__Provided records__:

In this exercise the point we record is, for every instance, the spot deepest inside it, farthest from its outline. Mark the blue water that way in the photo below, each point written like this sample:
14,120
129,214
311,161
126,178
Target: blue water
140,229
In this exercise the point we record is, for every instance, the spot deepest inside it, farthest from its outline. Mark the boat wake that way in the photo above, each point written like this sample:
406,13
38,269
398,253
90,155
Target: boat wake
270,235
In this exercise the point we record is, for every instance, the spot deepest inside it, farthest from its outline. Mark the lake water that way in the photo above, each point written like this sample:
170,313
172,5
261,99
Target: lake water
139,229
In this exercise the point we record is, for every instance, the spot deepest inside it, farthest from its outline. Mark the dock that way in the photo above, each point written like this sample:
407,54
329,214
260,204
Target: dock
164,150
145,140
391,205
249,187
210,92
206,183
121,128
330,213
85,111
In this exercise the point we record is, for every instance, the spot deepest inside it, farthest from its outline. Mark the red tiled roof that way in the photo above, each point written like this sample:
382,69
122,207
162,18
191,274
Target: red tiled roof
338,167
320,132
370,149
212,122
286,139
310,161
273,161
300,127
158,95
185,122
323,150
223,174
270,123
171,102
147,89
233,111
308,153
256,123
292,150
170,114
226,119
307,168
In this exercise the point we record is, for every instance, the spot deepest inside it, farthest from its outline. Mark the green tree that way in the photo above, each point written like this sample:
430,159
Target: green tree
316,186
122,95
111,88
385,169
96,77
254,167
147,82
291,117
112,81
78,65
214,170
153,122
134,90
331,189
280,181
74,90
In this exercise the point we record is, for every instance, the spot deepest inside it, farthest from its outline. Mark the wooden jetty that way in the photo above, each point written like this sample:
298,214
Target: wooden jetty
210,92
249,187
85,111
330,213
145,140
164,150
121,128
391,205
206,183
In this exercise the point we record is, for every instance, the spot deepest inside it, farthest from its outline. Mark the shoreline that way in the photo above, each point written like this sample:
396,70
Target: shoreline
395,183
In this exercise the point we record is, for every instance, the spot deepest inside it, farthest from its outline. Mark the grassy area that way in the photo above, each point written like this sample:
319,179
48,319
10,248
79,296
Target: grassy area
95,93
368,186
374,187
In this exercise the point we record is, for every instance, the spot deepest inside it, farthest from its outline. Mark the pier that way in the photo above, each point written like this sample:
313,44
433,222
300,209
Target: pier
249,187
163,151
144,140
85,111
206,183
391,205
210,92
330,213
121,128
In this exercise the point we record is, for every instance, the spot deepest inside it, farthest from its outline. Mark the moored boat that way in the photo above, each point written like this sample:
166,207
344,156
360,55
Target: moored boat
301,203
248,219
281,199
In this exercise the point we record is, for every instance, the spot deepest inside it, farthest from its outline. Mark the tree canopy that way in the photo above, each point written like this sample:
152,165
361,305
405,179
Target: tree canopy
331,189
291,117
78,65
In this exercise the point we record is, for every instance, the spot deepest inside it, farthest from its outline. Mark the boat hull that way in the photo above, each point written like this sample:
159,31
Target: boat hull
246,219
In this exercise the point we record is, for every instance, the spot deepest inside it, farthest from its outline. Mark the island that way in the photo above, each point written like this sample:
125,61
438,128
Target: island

__Task brief__: Copy all of the records above word for word.

__Complete response__:
In this exercise the point we record is, for every instance, the spot deepest inside it, farthest from its outline. Mark the blue water that way in the photo below, each point written like this sample:
14,120
129,214
311,161
126,178
Target: blue water
140,229
In this exercise the point we record is, for every instance, the spot deepest inside it, farthest from its outline. Mark the boat wake that way in the photo above, each point written like this sample:
406,13
38,269
398,253
90,155
Target: boat wake
270,235
In this exercise the point we record is, for every instance, the spot deepest inside it, farthest from its outline. Mark the lake water that way in the photo above, each point written like this sample:
170,313
172,5
261,99
Target: lake water
139,229
In this exercise the point we record is, for every instance, the spot deepest inside it, farthest from its outline. Mark the dock that way in the photo above, each point written like this sample:
407,54
329,214
260,204
Target: dock
164,150
145,140
391,205
249,187
210,92
206,183
121,128
330,213
85,111
In this exercise the point we record is, for every instance, the spot deepest inside it, farthest from its outline. Mark the red tiled roof that way in the photo above, each point written like this sample:
382,69
122,207
162,18
191,274
Target: red tiled roof
338,167
320,132
370,149
212,122
286,139
310,161
273,161
300,127
158,95
185,122
323,150
223,174
270,123
171,102
147,89
233,111
308,153
256,123
292,150
170,114
226,119
307,168
In this exercise the point we record is, for every instance, the spot deepest inside it, farthest from its outline. Mark the green tree that way in the photo above, each point written like this sample:
430,159
Target: green tree
316,186
122,95
111,88
385,169
96,77
254,167
147,82
291,117
112,81
78,65
214,170
153,122
134,90
331,189
280,181
74,90
In this exercise the point we record is, for every instance, the spot deepest inside it, farthest from its outline. Mark the wooden jetty that way in the photo above, each point written like this sample:
298,214
Target: wooden jetty
210,92
249,187
85,111
330,213
145,140
164,150
121,128
391,205
206,183
In this exercise the point we record is, for every instance, the spot deepest inside it, farthest from its outline. Mark the shoreline that way in the photo above, each point written like this sample:
396,70
Target: shoreline
395,183
In this exercise the point we record is, for every instance, the spot deepest inside it, farthest from its outline. Mark the grassy area that way in the photo above, each point written like this sample:
319,179
48,319
10,248
79,296
Target: grassy area
95,93
368,186
374,187
In this exercise the point we record is, for every instance, the spot deepest inside it, farthest from its outline. Mark the pier that way in the photo above, each point written like this sample:
313,44
433,222
300,209
Target: pier
249,187
163,151
144,140
85,111
206,183
391,205
210,92
330,213
121,128
In this exercise the point we record is, for every instance, the spot deepest inside it, farthest from its outline. Mark the moored boat that way in the photo above, each point written like this sample:
166,207
344,156
360,55
Target: moored boat
301,203
248,219
281,199
In this exercise the point we record is, for every instance, the spot deepest inside it, farthest from its outline. Mark the tree canopy that way in the photo above, each point written like this sample:
152,165
361,305
405,179
Target: tree canopy
331,189
291,117
78,65
In this exercise the point we record is, for every instance, the spot deepest inside it, farthest from its outline. Mark the boat hull that way in the photo above, each point written like this sample:
159,31
Target: boat hull
246,219
In this exercise the point we record is, for every instance, the spot deepest inside it, farthest from its outline. Mark the island that way in the photo above, each point written like this sample:
125,61
438,128
Target: island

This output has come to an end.